Jason Lim focuses his work on ceramics and performance art. In his recent creation Still/Life (2012), he merged ceramics with performance practice. Placing unfired clay objects into a glass vitrine, Lim poured water into the container and left the clay to slowly transform and dissolve, demonstrating how creation can lead to destruction and destruction to creation. Lim’s 20-year performance practice has evolved considerably. Beginning in 1994, the artist embraced performance as a more direct medium of expression. During the performance art ban in Singapore (1994-2004), Lim performed abroad and was involved in political and social commentaries, leading to his series Foreign Talents. Tempus Fugit, a retrospective at Gajah Gallery, catalogues Lim’s performance practice from the beginning to the present, featuring stunning documentary photographs of his performative works. His ongoing series Duet marks the artist’s recent tendency towards introspection, and a more meditative and self-exploring practice. Jason Lim is Artistic Director and Curator of Future of Imagination international performance art festival in Singapore.

Robert Zhao Renhui

Robert Zhao Renhui primarily works with photography. He investigates the various facets of the relationship between man and nature, and mankind’s curiosity for the environment. Based on concepts of uncertainty and doubt, his work tests the limits and principles behind the dissemination of knowledge and acceptance of truth. Much of his work is tied to a fictitious organization he founded, The Institute of Critical Zoologists, which aims to capture issues surrounding the exploitation of animals viewed through the lens of visual artistry. He is also affiliated to The Land Archive, an organization that aims to reveal the impact of man on nature from an artist’s perspective. In his latest series, A guide to the Flora and Fauna of the World, Zhao captures the fine line between the realistic and surrealistic aspects of nature. The artist explores nature’s changes, influenced by man’s intervention and manipulation.

▶ PROVIDED DATA
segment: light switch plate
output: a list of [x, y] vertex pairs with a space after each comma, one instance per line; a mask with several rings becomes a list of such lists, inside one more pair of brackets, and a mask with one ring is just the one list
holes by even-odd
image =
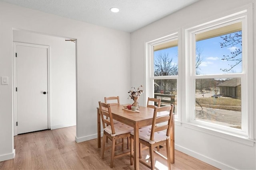
[[8, 77], [6, 76], [2, 76], [1, 77], [1, 84], [2, 85], [8, 84]]

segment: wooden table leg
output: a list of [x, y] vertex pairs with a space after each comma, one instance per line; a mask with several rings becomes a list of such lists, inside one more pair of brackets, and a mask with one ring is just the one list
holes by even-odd
[[172, 164], [174, 163], [174, 114], [172, 115], [172, 119], [171, 125], [170, 129], [170, 156], [171, 158], [171, 163]]
[[137, 123], [134, 127], [134, 169], [140, 169], [140, 142], [139, 141], [139, 127]]
[[100, 148], [101, 146], [101, 138], [100, 138], [100, 109], [97, 108], [97, 130], [98, 130], [98, 147]]

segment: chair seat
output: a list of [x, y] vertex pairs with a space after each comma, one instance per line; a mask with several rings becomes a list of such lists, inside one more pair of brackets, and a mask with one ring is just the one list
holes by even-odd
[[[131, 131], [131, 135], [134, 135], [134, 131]], [[139, 138], [144, 140], [151, 144], [162, 141], [166, 140], [168, 137], [166, 136], [166, 131], [164, 130], [159, 132], [155, 132], [154, 141], [150, 140], [150, 133], [151, 133], [151, 125], [146, 126], [139, 129]]]
[[115, 132], [116, 133], [114, 134], [111, 134], [112, 131], [111, 131], [111, 127], [110, 126], [106, 127], [104, 129], [104, 130], [110, 134], [111, 136], [115, 136], [124, 133], [129, 133], [134, 129], [133, 127], [121, 122], [114, 124], [114, 126], [115, 128]]
[[113, 119], [113, 123], [114, 124], [116, 124], [120, 123], [120, 121], [116, 120], [115, 119]]

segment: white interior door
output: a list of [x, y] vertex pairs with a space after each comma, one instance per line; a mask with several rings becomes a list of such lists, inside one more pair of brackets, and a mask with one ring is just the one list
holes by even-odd
[[16, 46], [18, 134], [48, 129], [48, 49]]

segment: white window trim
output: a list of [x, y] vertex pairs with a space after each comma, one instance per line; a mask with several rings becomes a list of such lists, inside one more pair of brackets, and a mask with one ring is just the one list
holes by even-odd
[[[250, 80], [250, 82], [254, 82], [253, 73], [253, 59], [252, 57], [253, 56], [253, 39], [252, 35], [253, 35], [253, 20], [252, 20], [252, 5], [246, 6], [242, 7], [239, 10], [236, 10], [235, 11], [233, 10], [230, 12], [232, 14], [230, 15], [225, 15], [225, 16], [219, 17], [219, 19], [213, 20], [212, 21], [206, 22], [205, 23], [198, 24], [196, 26], [184, 28], [182, 29], [182, 32], [184, 32], [184, 37], [182, 40], [185, 42], [185, 44], [182, 46], [182, 49], [185, 49], [185, 62], [184, 64], [186, 66], [182, 71], [184, 71], [185, 75], [184, 82], [186, 82], [184, 86], [182, 86], [182, 88], [185, 88], [186, 89], [185, 94], [182, 97], [182, 99], [185, 100], [186, 107], [182, 111], [182, 112], [185, 111], [185, 113], [182, 115], [183, 119], [181, 121], [182, 125], [184, 125], [184, 127], [202, 131], [206, 133], [211, 134], [217, 136], [223, 137], [225, 139], [229, 139], [237, 142], [244, 143], [250, 146], [253, 146], [254, 143], [256, 142], [254, 140], [254, 110], [253, 110], [253, 93], [249, 93], [249, 90], [254, 91], [254, 87], [253, 83], [250, 83], [248, 80]], [[198, 123], [194, 121], [191, 121], [191, 117], [194, 115], [194, 104], [191, 103], [191, 101], [194, 101], [194, 76], [191, 76], [192, 74], [194, 74], [195, 69], [193, 69], [191, 65], [194, 65], [194, 61], [192, 62], [189, 56], [191, 56], [193, 53], [195, 53], [195, 43], [192, 43], [192, 42], [195, 42], [194, 39], [194, 34], [196, 32], [198, 33], [199, 30], [201, 31], [204, 31], [207, 29], [212, 29], [212, 27], [217, 27], [224, 25], [225, 22], [226, 23], [230, 24], [232, 21], [234, 22], [237, 21], [238, 20], [242, 20], [242, 39], [243, 45], [242, 51], [243, 55], [248, 56], [248, 60], [246, 60], [245, 57], [243, 58], [243, 73], [241, 75], [239, 74], [233, 74], [223, 75], [223, 77], [226, 77], [228, 76], [230, 77], [240, 77], [238, 76], [240, 76], [242, 81], [244, 81], [248, 83], [246, 83], [244, 84], [244, 87], [242, 87], [243, 89], [242, 92], [242, 98], [243, 101], [242, 106], [243, 107], [242, 111], [245, 111], [244, 117], [245, 117], [246, 120], [243, 119], [243, 124], [245, 124], [246, 128], [243, 129], [242, 131], [240, 131], [239, 133], [237, 132], [236, 129], [229, 129], [228, 128], [216, 128], [216, 126], [209, 125], [208, 124]], [[207, 25], [206, 26], [206, 25]], [[205, 29], [202, 29], [202, 27], [207, 27]], [[198, 31], [198, 32], [196, 32]], [[250, 36], [249, 35], [251, 35]], [[192, 36], [192, 35], [194, 35]], [[194, 39], [191, 39], [191, 37], [194, 37]], [[190, 49], [194, 50], [189, 50]], [[183, 52], [184, 51], [183, 51]], [[250, 56], [251, 56], [250, 57]], [[192, 65], [191, 64], [191, 63]], [[194, 65], [193, 65], [194, 64]], [[247, 65], [247, 66], [245, 66]], [[180, 67], [179, 67], [180, 68]], [[179, 69], [179, 70], [180, 70]], [[212, 77], [214, 77], [212, 75]], [[198, 76], [198, 77], [199, 77]], [[206, 76], [207, 78], [210, 78], [210, 76]], [[200, 78], [201, 77], [200, 77]], [[202, 76], [202, 78], [204, 76]], [[255, 81], [255, 80], [254, 80]], [[184, 87], [185, 86], [185, 87]], [[185, 96], [190, 96], [190, 97], [186, 98]], [[194, 102], [192, 102], [194, 103]], [[246, 123], [247, 122], [247, 123]]]
[[[178, 40], [178, 54], [180, 54], [180, 48], [179, 47], [181, 43], [180, 41], [180, 29], [173, 31], [173, 33], [170, 34], [168, 35], [164, 36], [162, 38], [153, 40], [146, 43], [146, 87], [145, 88], [146, 91], [147, 92], [146, 94], [146, 98], [147, 99], [148, 97], [154, 96], [154, 80], [157, 79], [176, 79], [177, 80], [177, 114], [175, 115], [175, 120], [176, 121], [175, 124], [180, 125], [180, 122], [181, 121], [180, 114], [179, 113], [179, 110], [180, 110], [180, 98], [179, 97], [180, 94], [180, 90], [181, 88], [179, 87], [178, 84], [180, 84], [180, 79], [178, 78], [180, 76], [155, 76], [154, 75], [154, 46], [160, 44], [166, 43], [167, 42], [172, 41], [173, 40]], [[180, 61], [181, 60], [181, 55], [178, 55], [178, 70], [180, 69], [181, 70], [182, 64]], [[180, 75], [180, 74], [178, 74]]]

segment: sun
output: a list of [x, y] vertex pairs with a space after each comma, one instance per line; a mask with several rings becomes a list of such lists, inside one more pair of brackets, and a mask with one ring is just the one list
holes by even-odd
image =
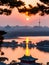
[[28, 21], [28, 20], [29, 20], [29, 18], [26, 18], [26, 20]]

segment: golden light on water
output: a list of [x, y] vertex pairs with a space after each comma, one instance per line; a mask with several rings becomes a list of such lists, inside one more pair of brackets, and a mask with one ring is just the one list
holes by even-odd
[[28, 43], [29, 43], [29, 39], [28, 37], [26, 38], [26, 56], [30, 56], [30, 53], [29, 53], [29, 48], [28, 48]]

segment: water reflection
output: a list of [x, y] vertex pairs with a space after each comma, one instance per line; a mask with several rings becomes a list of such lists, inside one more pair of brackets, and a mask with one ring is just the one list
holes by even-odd
[[[19, 44], [20, 42], [24, 41], [26, 39], [26, 37], [20, 37], [19, 39], [8, 39], [8, 40], [4, 40], [4, 41], [18, 41]], [[49, 37], [29, 37], [29, 40], [32, 41], [32, 43], [39, 42], [41, 40], [49, 40]], [[16, 62], [18, 62], [18, 58], [24, 56], [25, 54], [25, 49], [22, 47], [17, 47], [14, 50], [12, 48], [2, 48], [2, 51], [4, 51], [4, 55], [2, 57], [7, 57], [9, 59], [9, 61], [5, 61], [6, 63], [10, 63], [12, 62], [12, 60], [15, 60]], [[39, 63], [43, 63], [46, 64], [47, 62], [49, 62], [49, 53], [45, 53], [42, 52], [40, 50], [38, 50], [37, 48], [31, 48], [30, 49], [30, 54], [32, 55], [32, 57], [38, 58], [37, 62]]]
[[[2, 57], [7, 57], [9, 59], [9, 61], [5, 61], [6, 63], [10, 63], [12, 60], [19, 62], [18, 58], [25, 54], [25, 49], [20, 47], [15, 48], [15, 50], [12, 50], [11, 48], [2, 48], [2, 51], [5, 53]], [[46, 64], [49, 62], [49, 53], [44, 53], [36, 48], [31, 48], [30, 54], [32, 57], [38, 58], [37, 62], [39, 63]]]

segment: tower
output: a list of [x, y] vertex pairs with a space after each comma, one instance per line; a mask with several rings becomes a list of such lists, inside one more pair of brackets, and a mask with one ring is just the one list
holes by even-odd
[[39, 22], [38, 23], [39, 23], [39, 27], [40, 27], [40, 25], [41, 25], [40, 19], [39, 19]]

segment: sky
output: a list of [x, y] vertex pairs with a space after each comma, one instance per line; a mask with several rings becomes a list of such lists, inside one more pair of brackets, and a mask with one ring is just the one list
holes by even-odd
[[[26, 6], [28, 7], [28, 4], [32, 4], [36, 6], [36, 3], [39, 2], [39, 0], [22, 0], [25, 2]], [[0, 15], [0, 26], [38, 26], [39, 20], [41, 22], [41, 26], [49, 26], [49, 15], [40, 16], [39, 14], [32, 15], [32, 16], [26, 16], [25, 14], [19, 13], [16, 8], [13, 9], [12, 14], [9, 16], [6, 15]]]

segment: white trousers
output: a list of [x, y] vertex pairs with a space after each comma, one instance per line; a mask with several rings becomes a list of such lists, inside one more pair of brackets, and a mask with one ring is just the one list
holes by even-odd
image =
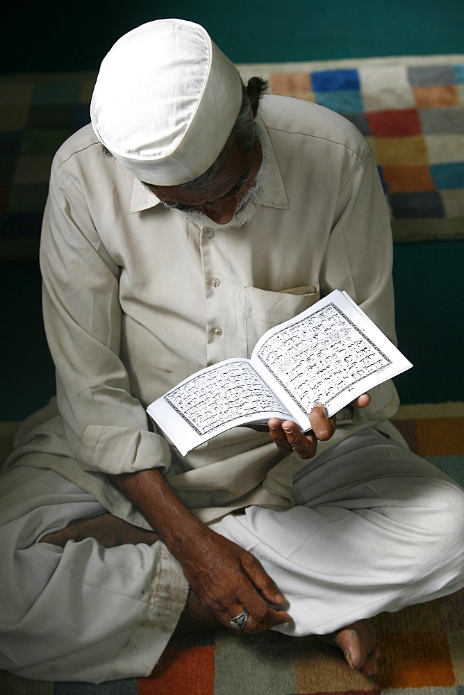
[[[148, 675], [188, 591], [164, 544], [38, 543], [104, 512], [49, 469], [13, 467], [0, 497], [0, 668], [93, 682]], [[462, 489], [374, 430], [309, 461], [295, 502], [213, 526], [255, 555], [287, 598], [292, 622], [281, 632], [330, 632], [464, 585]]]

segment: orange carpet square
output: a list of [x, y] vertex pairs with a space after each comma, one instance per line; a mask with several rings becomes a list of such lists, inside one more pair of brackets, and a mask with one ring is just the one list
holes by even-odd
[[168, 647], [147, 678], [138, 678], [138, 695], [214, 695], [216, 647]]
[[270, 76], [272, 94], [288, 95], [310, 90], [307, 72], [274, 72]]
[[375, 138], [376, 152], [382, 166], [428, 165], [429, 159], [424, 136]]
[[455, 682], [445, 632], [392, 635], [383, 645], [377, 677], [381, 689], [450, 687]]
[[416, 420], [415, 434], [420, 456], [464, 454], [464, 418], [424, 418]]
[[454, 85], [413, 87], [415, 103], [420, 108], [459, 106], [459, 95]]
[[415, 108], [366, 113], [371, 133], [379, 138], [419, 135], [422, 129]]
[[424, 165], [417, 167], [383, 167], [382, 172], [389, 193], [436, 189], [430, 175], [430, 170]]

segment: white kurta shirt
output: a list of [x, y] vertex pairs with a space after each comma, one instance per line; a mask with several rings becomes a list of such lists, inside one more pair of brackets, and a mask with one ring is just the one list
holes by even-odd
[[[334, 288], [395, 341], [390, 222], [365, 141], [338, 114], [286, 97], [264, 97], [258, 122], [270, 146], [265, 199], [236, 229], [163, 208], [105, 158], [90, 126], [53, 161], [40, 258], [58, 410], [26, 422], [12, 460], [53, 468], [141, 525], [106, 473], [160, 467], [206, 521], [292, 503], [295, 457], [268, 434], [235, 428], [181, 457], [149, 424], [155, 398], [249, 357], [265, 330]], [[320, 450], [395, 413], [391, 382], [371, 395]]]

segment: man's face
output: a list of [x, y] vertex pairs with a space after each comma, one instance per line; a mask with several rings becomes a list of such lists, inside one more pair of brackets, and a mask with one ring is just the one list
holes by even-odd
[[259, 206], [260, 201], [256, 199], [265, 183], [260, 179], [265, 178], [260, 176], [262, 161], [261, 146], [256, 140], [248, 155], [233, 149], [220, 174], [203, 193], [181, 186], [149, 185], [149, 188], [163, 203], [175, 206], [176, 212], [192, 222], [214, 227], [239, 227]]

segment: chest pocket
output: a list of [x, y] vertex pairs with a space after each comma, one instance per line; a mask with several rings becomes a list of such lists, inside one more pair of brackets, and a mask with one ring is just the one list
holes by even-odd
[[279, 292], [245, 287], [247, 350], [248, 357], [270, 328], [292, 318], [320, 299], [319, 283], [292, 287]]

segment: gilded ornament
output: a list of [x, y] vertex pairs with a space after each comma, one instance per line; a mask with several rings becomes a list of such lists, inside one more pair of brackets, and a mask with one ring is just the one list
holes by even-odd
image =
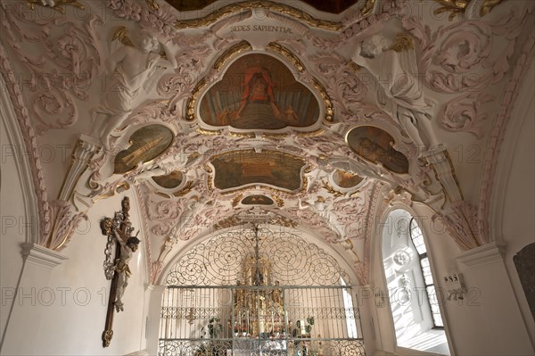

▶ WHAT IS ASKED
Carry the artist profiles forward, starting right after their final sentence.

▶ RESPONSE
Lee Wen

Lee Wen is a multidisciplinary artist, whose pioneering performance-art practice revolves around themes of social identity. He is a member of The Artist Village (TAV) collective and the Black Market International (BMI) performance art collective. In 2003, he co-founded the Future of Imagination international performance art festival and he is Artistic Director of the Independent Archive and Resource Centre, a professional archive of visual art practices in Singapore. Wen is best known for his Journey of A Yellow Man series, in which he paints his body in bright yellow poster paint to symbolically exaggerate his ethnic identity as a Singaporean citizen and comment on issues of ethnic, collective and individual identities. More China Than You examines identity stereotyping, engaging with Wen’s personal history as an ethnically Chinese individual born outside of China in post-colonial Singapore. Neo-Baba questions identity, social realities and the impact of mainstream culture on society. Wen suggests that the possibilities and complexities inherent in hybridism offer values beyond that of homogeneity and singularity.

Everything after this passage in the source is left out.